---------- Dataset extract
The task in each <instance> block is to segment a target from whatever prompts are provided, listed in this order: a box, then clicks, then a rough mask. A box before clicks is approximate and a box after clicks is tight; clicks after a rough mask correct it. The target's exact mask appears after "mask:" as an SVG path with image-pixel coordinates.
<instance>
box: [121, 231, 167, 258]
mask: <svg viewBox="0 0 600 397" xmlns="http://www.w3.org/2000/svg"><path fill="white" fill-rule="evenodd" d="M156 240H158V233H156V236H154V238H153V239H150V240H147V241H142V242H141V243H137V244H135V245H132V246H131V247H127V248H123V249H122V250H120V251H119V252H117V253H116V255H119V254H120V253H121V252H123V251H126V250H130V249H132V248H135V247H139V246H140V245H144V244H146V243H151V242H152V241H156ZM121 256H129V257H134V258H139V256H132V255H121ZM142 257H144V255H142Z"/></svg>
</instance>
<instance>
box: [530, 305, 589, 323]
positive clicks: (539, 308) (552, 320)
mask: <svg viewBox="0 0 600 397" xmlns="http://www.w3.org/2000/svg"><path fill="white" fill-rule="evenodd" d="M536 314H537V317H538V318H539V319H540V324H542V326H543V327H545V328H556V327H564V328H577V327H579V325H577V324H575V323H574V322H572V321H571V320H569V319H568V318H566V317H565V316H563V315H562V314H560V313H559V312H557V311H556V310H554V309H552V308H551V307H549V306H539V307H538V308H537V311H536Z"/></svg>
--------------------
---------- Dataset extract
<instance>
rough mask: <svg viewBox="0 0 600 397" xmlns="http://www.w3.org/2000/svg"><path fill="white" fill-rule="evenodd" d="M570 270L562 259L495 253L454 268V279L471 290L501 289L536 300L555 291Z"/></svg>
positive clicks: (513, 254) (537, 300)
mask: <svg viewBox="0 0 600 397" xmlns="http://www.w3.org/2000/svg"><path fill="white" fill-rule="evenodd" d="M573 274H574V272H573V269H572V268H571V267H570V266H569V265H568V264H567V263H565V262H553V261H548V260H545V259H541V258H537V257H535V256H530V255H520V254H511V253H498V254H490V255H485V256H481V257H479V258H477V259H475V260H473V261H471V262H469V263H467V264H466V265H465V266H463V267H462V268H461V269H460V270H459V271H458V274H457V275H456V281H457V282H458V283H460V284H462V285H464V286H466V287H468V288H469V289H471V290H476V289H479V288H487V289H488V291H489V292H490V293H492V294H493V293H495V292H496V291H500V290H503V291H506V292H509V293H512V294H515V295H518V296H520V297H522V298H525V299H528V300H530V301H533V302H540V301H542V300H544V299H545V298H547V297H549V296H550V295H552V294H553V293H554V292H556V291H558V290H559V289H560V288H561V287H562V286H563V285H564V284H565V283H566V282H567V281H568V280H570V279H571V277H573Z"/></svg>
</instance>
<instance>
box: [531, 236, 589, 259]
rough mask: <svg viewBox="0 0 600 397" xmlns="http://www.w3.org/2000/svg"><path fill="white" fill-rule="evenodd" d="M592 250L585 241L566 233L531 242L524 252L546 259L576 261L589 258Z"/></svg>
--------------------
As the answer, set down only the lines from the data above between the one holding "positive clicks: (513, 254) (537, 300)" and the one holding "250L585 241L566 233L531", inclusive, exactly as they read.

positive clicks: (513, 254) (537, 300)
mask: <svg viewBox="0 0 600 397" xmlns="http://www.w3.org/2000/svg"><path fill="white" fill-rule="evenodd" d="M573 274H574V272H573V269H572V268H571V267H570V266H569V265H568V264H567V263H565V262H553V261H548V260H545V259H541V258H537V257H535V256H530V255H520V254H511V253H498V254H490V255H485V256H481V257H479V258H477V259H475V260H473V261H471V262H469V263H467V264H466V265H465V266H463V267H462V268H461V269H460V270H459V271H458V274H457V275H456V281H457V282H458V283H460V284H462V285H464V286H466V287H468V288H469V289H471V290H476V289H479V288H487V289H488V291H489V292H490V293H492V294H493V293H495V292H496V291H500V290H503V291H506V292H509V293H512V294H515V295H518V296H520V297H522V298H525V299H528V300H530V301H533V302H540V301H542V300H544V299H545V298H547V297H549V296H550V295H552V294H553V293H554V292H556V291H558V290H559V289H560V288H561V287H562V286H563V285H564V284H565V283H566V282H567V281H568V280H570V279H571V277H573Z"/></svg>
</instance>
<instance>
box: [531, 236, 589, 259]
rough mask: <svg viewBox="0 0 600 397" xmlns="http://www.w3.org/2000/svg"><path fill="white" fill-rule="evenodd" d="M592 250L585 241L566 233L531 242L524 252L546 259L576 261L589 258Z"/></svg>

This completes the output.